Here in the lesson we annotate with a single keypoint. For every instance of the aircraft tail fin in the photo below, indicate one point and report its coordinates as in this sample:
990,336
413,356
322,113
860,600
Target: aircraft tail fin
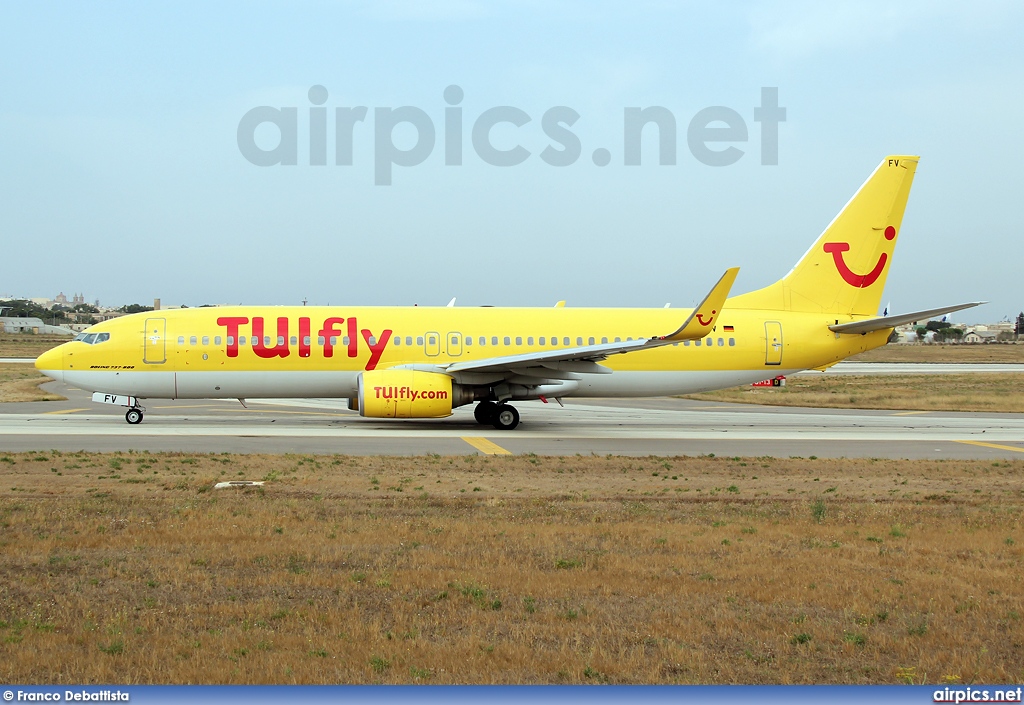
845,270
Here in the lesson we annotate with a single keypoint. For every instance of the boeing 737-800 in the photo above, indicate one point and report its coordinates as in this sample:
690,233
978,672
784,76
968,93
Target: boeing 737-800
419,362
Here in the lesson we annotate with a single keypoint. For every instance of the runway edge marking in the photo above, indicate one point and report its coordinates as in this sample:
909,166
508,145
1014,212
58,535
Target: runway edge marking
484,446
992,445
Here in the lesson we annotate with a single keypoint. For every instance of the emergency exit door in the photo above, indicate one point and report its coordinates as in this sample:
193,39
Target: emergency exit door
455,344
155,345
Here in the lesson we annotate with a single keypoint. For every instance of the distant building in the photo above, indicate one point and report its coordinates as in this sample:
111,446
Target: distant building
9,324
981,336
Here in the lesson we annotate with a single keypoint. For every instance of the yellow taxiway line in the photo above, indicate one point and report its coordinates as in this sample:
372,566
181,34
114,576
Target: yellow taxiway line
484,446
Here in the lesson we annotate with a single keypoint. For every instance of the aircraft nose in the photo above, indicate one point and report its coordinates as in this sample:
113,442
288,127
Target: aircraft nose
50,363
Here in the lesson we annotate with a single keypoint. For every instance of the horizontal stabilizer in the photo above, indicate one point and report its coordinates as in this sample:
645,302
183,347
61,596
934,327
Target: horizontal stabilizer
892,321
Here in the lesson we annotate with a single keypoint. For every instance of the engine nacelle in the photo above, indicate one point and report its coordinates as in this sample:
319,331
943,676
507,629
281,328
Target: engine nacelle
409,394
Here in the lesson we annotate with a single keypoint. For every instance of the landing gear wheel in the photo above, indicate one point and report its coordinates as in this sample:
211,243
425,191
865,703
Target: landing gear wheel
506,417
484,412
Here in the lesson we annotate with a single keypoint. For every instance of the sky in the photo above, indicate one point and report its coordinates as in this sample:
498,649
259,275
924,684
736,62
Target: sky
123,175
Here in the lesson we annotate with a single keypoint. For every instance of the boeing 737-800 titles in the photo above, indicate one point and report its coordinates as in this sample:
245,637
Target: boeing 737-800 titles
419,362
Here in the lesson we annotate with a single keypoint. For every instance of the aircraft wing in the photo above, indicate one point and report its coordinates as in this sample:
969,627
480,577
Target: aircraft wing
585,358
885,322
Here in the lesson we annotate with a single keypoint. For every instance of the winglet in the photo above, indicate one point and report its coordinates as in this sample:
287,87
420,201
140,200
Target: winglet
704,317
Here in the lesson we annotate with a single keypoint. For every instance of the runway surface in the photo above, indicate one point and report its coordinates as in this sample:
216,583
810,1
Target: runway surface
651,426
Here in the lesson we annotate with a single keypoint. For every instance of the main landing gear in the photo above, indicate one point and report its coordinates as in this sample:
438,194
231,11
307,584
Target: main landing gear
134,415
501,416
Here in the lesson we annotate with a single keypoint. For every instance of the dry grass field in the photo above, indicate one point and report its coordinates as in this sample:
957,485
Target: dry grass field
130,569
25,345
971,391
1003,353
19,382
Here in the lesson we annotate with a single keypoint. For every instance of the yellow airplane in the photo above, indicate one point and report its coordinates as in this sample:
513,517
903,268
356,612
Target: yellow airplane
418,362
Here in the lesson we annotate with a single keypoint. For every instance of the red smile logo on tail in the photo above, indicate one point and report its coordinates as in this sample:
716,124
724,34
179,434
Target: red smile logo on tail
855,280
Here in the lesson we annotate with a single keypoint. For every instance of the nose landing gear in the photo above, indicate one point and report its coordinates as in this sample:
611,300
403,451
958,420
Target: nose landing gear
501,416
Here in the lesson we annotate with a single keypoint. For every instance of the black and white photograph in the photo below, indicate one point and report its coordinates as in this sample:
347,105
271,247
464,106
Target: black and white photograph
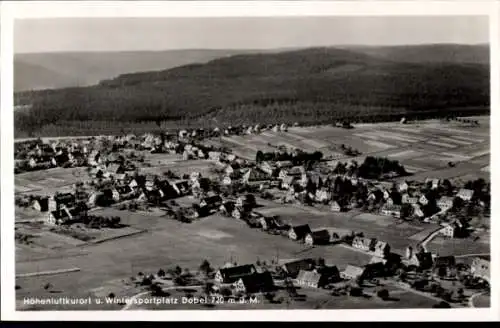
249,162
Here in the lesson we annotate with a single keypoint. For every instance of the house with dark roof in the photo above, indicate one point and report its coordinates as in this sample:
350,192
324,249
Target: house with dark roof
299,232
480,268
125,192
352,272
233,274
422,260
255,283
382,249
267,222
58,217
227,208
465,194
318,237
41,204
365,244
67,199
444,266
211,202
291,269
316,278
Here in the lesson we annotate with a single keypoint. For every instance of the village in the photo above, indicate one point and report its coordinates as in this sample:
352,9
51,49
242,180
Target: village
131,173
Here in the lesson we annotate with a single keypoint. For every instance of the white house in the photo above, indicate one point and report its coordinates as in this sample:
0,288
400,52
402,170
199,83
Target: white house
423,200
226,181
445,203
403,186
465,194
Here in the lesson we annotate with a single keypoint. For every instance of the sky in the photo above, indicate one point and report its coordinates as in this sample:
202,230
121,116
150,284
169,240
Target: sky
134,34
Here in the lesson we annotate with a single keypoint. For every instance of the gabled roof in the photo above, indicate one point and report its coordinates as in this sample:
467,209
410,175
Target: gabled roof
60,214
301,230
232,274
311,276
294,267
258,281
465,192
381,245
353,271
444,261
323,234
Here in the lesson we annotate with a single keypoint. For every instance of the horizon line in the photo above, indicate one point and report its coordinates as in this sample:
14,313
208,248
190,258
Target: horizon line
258,49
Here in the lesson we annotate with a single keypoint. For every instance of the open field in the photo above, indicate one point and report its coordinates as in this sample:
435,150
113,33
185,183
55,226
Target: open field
457,246
425,147
167,243
374,226
310,298
50,181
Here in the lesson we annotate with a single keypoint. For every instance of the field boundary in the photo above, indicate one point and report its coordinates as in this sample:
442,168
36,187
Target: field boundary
46,273
99,241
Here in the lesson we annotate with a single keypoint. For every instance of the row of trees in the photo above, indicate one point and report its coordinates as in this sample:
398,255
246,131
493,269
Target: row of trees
297,158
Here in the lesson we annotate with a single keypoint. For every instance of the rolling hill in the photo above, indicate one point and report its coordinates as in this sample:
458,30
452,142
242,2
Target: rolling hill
431,53
308,85
37,71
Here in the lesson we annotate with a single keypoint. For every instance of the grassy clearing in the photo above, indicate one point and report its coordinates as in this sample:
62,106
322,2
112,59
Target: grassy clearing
457,246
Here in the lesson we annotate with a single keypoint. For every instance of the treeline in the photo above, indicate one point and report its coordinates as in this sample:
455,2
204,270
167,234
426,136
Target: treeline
296,158
371,168
304,86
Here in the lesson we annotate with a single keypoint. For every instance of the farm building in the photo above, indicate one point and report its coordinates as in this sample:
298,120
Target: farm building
352,272
454,229
394,210
226,181
417,211
433,182
422,260
125,192
318,237
227,208
292,269
445,203
317,278
237,213
403,186
255,283
382,249
365,244
253,175
287,182
423,200
322,195
233,274
267,222
444,266
480,268
214,155
58,217
299,232
41,204
67,199
211,202
465,194
335,207
266,168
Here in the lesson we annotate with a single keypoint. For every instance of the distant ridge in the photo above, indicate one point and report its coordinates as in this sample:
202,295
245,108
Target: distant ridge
320,84
35,71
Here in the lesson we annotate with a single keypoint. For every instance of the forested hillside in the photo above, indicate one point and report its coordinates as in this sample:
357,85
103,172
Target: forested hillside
310,85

■ ■ ■ ■

**Task to complete**
Rewrite the part that opens with the line containing "of the forested" and runs through the end of the material, replacing "hillside" with "slope" and leaving everything else unchanged.

**Solution for this exercise**
Here in the lesson we annotate with a single keypoint. For every instance of the forested slope in the photo above, indicate one point and report its coordinates as in this sample:
357,85
103,172
Target: forested slope
310,85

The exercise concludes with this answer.